◆ Page excerpt ◆
Areas of UK for plotting#

The problem this analysis is trying to solve is to find a way to seperate addresses into larger regions:

  • To identify differences in regions

  • To be able to plot the data onto a map

This is split into 3 pages:#

The input data being used has UK postcodes, this can then either be converted to a latitude-longitude pair or a larger region that contains many post codes, such as a county or city region.

I’ll use the latter method so I can produce choropleth maps. There are a few different tools that can be used to plot these in python. I’ll use folium mainly because I have used it before.

To produce the choropleth maps from the postcode data, requires two things:

  1. A way to transform postcodes to larger regions

  2. Details of the polygons for those regions

Note: the regions in the two need to be the same.

For smaller regions the UK census regions work well or maybe the best way to go is with a nearest neighbour algorithm?

Code to create maps#

# geometry data
import fiona
import geopandas as gpd
import json

# general - working with dataframes and numbers
import pandas as pd
import numpy as np

import os

# plot map parts
import folium
import branca.colormap as cm

def split_islands(df):
    """
    Takes a gpd dataframe of Scotland which needs reducing in size as too big to plot
        Highlands and Islands multi-polygon is split (or exploded) from a  multi-polygon to set of polygons, the first few are selected and then merged (dissolve) and combined with rest of df
    
    Args: df (geopandas dataframe) of Scottish data
    Returns: 
        df (geopandas dataframe) reduced in size
    
    """
    from shapely.geometry.polygon import Polygon
    from shapely.geometry.multipolygon import MultiPolygon
    
    # the islands is the 7th component
    gdf = df.iloc[7:8].copy()

◆ Supplied records ◆

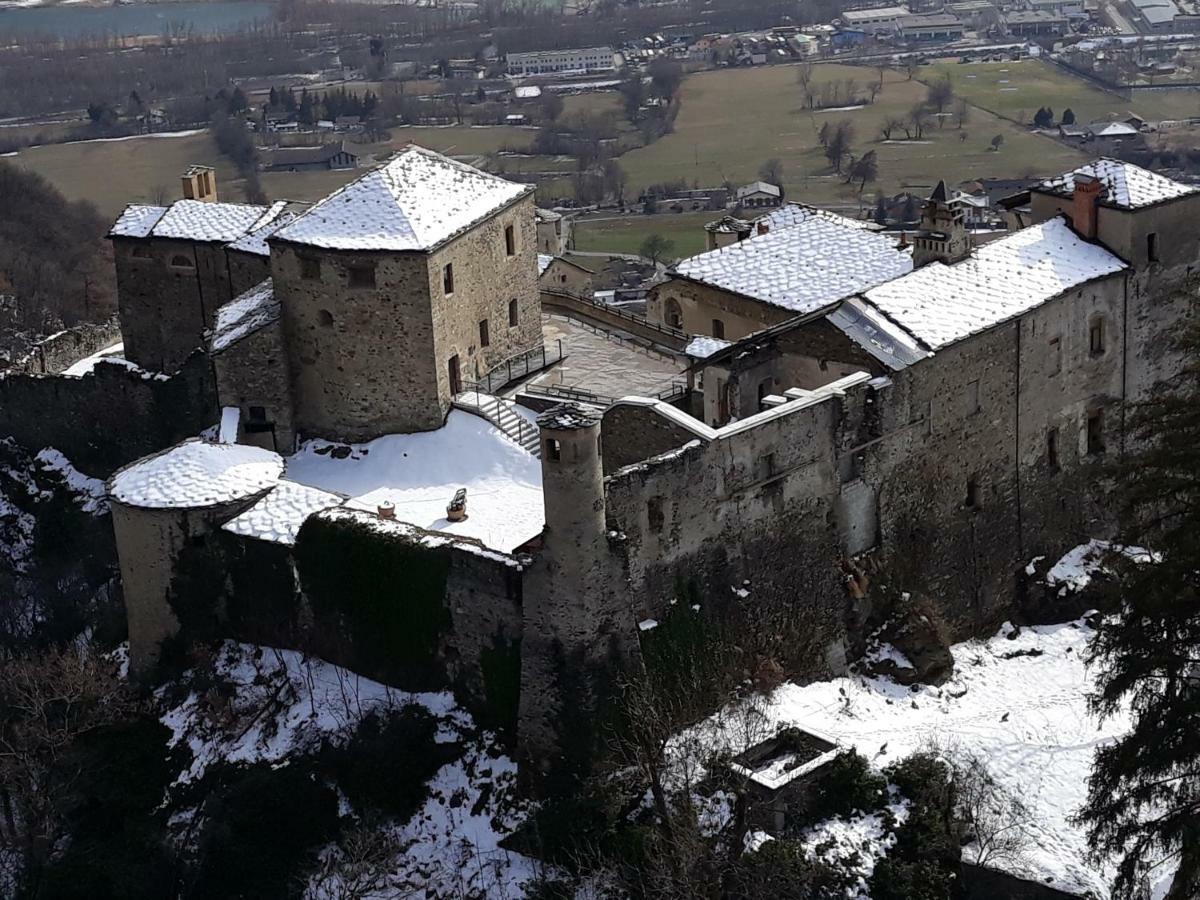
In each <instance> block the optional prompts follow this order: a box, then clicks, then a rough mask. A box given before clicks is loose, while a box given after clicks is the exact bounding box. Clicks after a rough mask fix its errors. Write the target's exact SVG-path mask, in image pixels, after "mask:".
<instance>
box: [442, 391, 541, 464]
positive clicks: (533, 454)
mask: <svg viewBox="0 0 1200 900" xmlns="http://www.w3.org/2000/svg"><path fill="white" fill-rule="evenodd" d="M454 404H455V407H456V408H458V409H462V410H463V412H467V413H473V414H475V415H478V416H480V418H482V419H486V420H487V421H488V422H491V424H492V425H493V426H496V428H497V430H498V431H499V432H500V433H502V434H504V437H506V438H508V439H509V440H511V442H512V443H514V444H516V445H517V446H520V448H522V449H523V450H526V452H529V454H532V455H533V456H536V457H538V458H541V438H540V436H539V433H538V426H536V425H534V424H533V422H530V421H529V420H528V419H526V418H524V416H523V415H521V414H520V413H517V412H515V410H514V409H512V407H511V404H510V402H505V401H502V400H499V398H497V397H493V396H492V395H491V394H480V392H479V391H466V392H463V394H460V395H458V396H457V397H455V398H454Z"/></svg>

◆ Problem details ◆
In the page on areas of the UK for plotting, which Python tool does the writer mainly use for the choropleth maps, and why?

◆ Answer to this exercise ◆
Folium, because the writer has used it before.